» STATED EXERCISE
Copy each line below without leaving any out.

┄┄┄┄┄┄┄┄┄┄┄┄┄┄┄┄┄┄┄┄

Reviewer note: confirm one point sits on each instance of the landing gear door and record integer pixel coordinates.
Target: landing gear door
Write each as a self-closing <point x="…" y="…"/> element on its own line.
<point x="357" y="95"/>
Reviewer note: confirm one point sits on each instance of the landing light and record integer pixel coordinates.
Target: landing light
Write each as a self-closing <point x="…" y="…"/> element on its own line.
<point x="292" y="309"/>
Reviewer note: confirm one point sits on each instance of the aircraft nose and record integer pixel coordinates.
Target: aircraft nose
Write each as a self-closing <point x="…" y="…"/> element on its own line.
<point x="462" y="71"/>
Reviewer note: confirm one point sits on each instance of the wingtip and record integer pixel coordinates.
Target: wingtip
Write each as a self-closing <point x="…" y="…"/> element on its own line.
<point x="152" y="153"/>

┄┄┄┄┄┄┄┄┄┄┄┄┄┄┄┄┄┄┄┄

» RESULT
Reviewer note: confirm one point sits on each instance of the landing gear door and record integer pixel coordinates.
Target: landing gear door
Write each as a self-closing <point x="…" y="…"/> element on its own line.
<point x="357" y="95"/>
Reviewer note: confirm one point sits on each instance of the landing light and record integer pixel coordinates.
Target: landing light
Write each as a self-closing <point x="…" y="…"/> element on its own line.
<point x="292" y="309"/>
Reviewer note: confirm one point sits on each instance of the aircraft nose and record integer pixel coordinates.
Target: aircraft nose
Write each as a self-closing <point x="…" y="…"/> element on its own line.
<point x="462" y="71"/>
Reviewer note: confirm one point sits on each instance of the wingtip and record integer pixel coordinates.
Target: wingtip
Write each as a self-closing <point x="…" y="…"/> element on its own line.
<point x="152" y="153"/>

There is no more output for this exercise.